__Source extract__:

○ ○ ○ ○ ○ ○ ○

Thursday, September 17, 2009

CARTE BLANCHE AND OTHER FOIBLES


Day after day, day after day,
We stuck, nor breath nor motion;
As idle as a painted ship
Upon a painted ocean.
Water, water, everywhere,
And all the boards did shrink;
Water, water, everywhere,

Nor any drop to drink.
--Samuel Taylor Coleridge

"The Rime of the Ancient Mariner"

Y’know, I’m living a dream. It’s neither very lucrative nor filled with fanfare, but it’s a dream nevertheless. I’m writing what I want, when I want and how I want, without the like-an-asshole-everyone’s-got-one-and-it-stinks opinion of creativity-killing bureaucrats who dare to think they know better than I or, for that matter, think at all. At least in this little corner of the Internet, I am The Maztor of my domain, without the dictatorial oppression of others. I am the living embodiment of the First Amendment and all the glorious freedom it bestows.

○ ○ ○ ○ ○ ○ ○

__Task data__:
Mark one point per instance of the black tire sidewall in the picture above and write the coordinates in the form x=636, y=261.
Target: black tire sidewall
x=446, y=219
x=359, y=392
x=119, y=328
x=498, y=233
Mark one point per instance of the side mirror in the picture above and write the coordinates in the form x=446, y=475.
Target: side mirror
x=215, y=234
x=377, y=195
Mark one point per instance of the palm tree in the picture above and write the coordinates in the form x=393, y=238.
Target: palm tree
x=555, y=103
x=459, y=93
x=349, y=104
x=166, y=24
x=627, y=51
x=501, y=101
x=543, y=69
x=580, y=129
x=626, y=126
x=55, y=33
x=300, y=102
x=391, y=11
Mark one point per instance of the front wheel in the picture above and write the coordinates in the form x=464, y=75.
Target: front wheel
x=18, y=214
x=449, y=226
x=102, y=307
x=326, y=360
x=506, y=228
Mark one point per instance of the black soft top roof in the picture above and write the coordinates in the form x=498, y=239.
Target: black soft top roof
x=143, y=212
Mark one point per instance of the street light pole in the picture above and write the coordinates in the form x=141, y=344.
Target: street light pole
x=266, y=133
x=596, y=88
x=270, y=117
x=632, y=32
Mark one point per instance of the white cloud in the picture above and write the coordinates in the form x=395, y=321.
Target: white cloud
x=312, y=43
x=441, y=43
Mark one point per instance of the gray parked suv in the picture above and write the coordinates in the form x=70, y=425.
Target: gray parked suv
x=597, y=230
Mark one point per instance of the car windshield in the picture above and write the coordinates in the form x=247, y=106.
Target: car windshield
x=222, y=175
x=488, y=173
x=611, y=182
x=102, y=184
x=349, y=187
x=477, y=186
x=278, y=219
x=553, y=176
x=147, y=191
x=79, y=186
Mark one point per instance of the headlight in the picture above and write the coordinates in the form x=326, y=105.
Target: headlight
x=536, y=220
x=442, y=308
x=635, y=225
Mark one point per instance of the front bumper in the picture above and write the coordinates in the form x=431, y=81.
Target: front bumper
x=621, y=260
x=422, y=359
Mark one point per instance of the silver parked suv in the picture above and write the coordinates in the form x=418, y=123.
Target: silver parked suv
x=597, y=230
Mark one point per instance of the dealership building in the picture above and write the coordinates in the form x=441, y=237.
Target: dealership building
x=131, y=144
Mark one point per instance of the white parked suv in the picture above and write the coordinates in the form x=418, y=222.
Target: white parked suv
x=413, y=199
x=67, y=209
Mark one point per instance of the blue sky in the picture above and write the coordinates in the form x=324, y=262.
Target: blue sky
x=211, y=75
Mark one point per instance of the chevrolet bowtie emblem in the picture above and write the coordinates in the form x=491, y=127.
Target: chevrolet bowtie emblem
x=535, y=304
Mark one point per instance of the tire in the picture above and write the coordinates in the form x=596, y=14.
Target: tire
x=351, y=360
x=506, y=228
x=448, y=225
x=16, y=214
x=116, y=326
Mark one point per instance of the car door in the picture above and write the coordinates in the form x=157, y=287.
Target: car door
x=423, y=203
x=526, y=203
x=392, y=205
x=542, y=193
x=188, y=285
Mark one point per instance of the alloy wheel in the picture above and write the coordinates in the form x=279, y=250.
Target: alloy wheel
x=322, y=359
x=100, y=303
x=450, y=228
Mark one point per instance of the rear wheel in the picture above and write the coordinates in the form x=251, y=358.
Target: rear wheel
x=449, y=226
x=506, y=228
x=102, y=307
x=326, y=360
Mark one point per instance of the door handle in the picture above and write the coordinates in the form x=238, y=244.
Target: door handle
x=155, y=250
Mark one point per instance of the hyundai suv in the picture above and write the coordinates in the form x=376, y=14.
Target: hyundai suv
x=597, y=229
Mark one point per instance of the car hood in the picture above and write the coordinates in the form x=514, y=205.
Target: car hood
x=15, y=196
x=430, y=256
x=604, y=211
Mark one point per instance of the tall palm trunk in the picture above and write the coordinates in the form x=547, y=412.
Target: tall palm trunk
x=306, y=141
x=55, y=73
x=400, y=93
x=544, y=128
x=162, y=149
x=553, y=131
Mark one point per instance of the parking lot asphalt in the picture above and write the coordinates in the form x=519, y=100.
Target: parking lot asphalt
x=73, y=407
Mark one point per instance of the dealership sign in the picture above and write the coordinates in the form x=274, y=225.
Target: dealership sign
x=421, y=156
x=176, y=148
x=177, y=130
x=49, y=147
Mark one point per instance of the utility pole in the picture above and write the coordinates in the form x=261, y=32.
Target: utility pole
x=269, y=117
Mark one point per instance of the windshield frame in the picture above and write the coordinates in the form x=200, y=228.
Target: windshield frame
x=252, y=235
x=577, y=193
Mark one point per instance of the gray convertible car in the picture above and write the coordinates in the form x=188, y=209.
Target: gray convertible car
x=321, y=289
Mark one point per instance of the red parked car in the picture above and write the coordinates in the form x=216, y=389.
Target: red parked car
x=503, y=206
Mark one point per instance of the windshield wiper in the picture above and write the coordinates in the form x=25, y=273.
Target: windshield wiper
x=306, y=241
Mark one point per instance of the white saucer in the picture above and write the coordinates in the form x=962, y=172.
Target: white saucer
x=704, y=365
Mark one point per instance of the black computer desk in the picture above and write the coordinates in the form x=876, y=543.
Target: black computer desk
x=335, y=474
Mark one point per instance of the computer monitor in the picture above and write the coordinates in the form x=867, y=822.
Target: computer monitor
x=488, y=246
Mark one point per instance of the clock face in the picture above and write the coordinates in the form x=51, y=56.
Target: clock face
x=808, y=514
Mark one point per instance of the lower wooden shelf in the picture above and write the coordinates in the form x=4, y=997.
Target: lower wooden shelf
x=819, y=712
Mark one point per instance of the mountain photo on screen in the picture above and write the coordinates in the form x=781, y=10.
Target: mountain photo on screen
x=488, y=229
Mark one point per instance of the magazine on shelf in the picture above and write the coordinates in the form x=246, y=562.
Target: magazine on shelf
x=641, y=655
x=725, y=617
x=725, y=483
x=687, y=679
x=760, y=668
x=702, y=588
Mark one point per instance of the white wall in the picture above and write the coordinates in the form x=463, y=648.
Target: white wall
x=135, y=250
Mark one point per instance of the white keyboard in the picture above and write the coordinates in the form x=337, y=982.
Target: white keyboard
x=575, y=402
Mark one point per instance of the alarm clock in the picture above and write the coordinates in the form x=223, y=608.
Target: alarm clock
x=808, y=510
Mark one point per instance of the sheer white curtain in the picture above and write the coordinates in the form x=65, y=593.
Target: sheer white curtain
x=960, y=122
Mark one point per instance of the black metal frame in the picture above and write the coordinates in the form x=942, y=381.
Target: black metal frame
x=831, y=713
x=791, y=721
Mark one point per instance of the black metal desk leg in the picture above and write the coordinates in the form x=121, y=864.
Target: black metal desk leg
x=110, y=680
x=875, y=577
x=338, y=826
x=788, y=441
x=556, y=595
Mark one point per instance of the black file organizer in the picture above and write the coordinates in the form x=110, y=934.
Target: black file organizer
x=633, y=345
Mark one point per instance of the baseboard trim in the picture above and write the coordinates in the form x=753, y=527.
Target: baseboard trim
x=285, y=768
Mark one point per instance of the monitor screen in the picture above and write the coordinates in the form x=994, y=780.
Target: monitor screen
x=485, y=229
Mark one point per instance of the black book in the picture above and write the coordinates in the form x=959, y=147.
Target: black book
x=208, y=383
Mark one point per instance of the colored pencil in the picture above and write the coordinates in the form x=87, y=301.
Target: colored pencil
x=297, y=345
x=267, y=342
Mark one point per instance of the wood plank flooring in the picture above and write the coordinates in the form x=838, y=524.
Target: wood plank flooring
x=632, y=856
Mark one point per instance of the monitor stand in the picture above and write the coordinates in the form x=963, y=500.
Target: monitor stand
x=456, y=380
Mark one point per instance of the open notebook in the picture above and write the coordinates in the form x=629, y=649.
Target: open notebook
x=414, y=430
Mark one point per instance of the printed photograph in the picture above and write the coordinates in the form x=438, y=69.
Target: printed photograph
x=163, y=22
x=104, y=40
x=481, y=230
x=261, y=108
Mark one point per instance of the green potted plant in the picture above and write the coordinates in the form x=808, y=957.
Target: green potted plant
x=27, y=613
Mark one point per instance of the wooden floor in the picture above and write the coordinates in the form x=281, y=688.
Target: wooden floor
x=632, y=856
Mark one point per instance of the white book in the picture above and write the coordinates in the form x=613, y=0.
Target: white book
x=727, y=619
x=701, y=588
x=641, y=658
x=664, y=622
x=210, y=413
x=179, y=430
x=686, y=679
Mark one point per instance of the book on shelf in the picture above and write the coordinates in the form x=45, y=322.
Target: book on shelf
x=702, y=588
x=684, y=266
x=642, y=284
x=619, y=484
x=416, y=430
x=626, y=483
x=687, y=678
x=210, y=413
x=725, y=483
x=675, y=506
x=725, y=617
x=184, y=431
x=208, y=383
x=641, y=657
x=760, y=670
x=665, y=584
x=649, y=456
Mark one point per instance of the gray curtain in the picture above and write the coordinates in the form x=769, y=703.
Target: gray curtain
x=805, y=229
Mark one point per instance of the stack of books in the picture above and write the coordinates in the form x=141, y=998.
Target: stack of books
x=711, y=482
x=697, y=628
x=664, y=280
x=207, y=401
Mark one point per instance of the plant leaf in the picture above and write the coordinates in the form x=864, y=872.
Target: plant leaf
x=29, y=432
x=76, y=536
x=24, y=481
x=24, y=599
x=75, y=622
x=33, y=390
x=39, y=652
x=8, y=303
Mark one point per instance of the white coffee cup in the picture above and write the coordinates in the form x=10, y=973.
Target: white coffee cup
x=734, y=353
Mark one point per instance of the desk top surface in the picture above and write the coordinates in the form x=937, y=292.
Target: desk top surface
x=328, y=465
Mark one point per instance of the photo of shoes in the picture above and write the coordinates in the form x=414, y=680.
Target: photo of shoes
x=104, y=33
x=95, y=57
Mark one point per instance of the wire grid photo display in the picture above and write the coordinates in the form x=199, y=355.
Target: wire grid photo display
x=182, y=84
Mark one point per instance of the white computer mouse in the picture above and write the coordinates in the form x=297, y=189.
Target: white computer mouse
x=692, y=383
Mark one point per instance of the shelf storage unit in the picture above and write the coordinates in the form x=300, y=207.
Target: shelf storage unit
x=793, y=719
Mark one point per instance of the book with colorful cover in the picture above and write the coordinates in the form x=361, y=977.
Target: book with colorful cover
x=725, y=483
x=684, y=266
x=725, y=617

○ ○ ○ ○ ○ ○ ○

__To-do list__:
• a. Return the part of the blog post from "Day after day, day" down to "freedom it bestows.", copied word for word.
• b. Change "side mirror" to "rearview mirror" in the entries, covering everything from the first line of the entries down to and including the line that contains "x=377, y=195". Give back only those lines, with nothing else altered.

__Set of answers__:
• a.
Day after day, day after day,
We stuck, nor breath nor motion;
As idle as a painted ship
Upon a painted ocean.
Water, water, everywhere,
And all the boards did shrink;
Water, water, everywhere,

Nor any drop to drink.
--Samuel Taylor Coleridge

"The Rime of the Ancient Mariner"

Y’know, I’m living a dream. It’s neither very lucrative nor filled with fanfare, but it’s a dream nevertheless. I’m writing what I want, when I want and how I want, without the like-an-asshole-everyone’s-got-one-and-it-stinks opinion of creativity-killing bureaucrats who dare to think they know better than I or, for that matter, think at all. At least in this little corner of the Internet, I am The Maztor of my domain, without the dictatorial oppression of others. I am the living embodiment of the First Amendment and all the glorious freedom it bestows.

• b.
Mark one point per instance of the black tire sidewall in the picture above and write the coordinates in the form x=636, y=261.
Target: black tire sidewall
x=446, y=219
x=359, y=392
x=119, y=328
x=498, y=233
Mark one point per instance of the rearview mirror in the picture above and write the coordinates in the form x=446, y=475.
Target: rearview mirror
x=215, y=234
x=377, y=195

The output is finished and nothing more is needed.